> [Entries shown]
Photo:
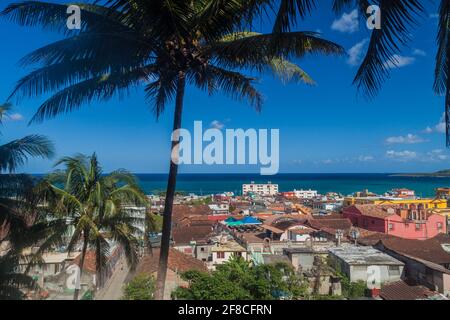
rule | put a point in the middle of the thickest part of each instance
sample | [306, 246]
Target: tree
[398, 17]
[142, 287]
[164, 45]
[93, 206]
[19, 213]
[239, 280]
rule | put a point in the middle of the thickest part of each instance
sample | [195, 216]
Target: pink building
[408, 224]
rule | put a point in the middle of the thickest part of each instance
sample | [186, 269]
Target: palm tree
[18, 208]
[398, 18]
[15, 153]
[164, 45]
[94, 207]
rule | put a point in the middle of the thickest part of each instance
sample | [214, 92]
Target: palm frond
[398, 17]
[17, 152]
[289, 11]
[442, 78]
[233, 84]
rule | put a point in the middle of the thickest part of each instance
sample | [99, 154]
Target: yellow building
[426, 203]
[443, 193]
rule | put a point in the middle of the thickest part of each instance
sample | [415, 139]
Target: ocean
[343, 183]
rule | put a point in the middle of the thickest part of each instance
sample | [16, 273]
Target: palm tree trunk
[171, 186]
[83, 255]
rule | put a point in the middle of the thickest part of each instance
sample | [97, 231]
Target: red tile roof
[184, 235]
[371, 210]
[337, 223]
[178, 262]
[89, 263]
[429, 250]
[400, 290]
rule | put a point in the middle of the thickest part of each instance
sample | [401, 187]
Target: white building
[305, 194]
[263, 189]
[366, 264]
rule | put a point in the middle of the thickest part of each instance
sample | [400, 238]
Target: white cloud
[428, 130]
[419, 52]
[439, 128]
[398, 61]
[348, 23]
[436, 155]
[15, 117]
[403, 156]
[355, 53]
[408, 139]
[364, 158]
[217, 124]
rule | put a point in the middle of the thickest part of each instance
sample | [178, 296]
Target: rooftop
[178, 262]
[229, 246]
[401, 290]
[356, 255]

> [Short problem]
State how many lines in the data above contain the string "tree", treating uppercase and lowercase as different, and give only the number.

> [Response to this exercise]
3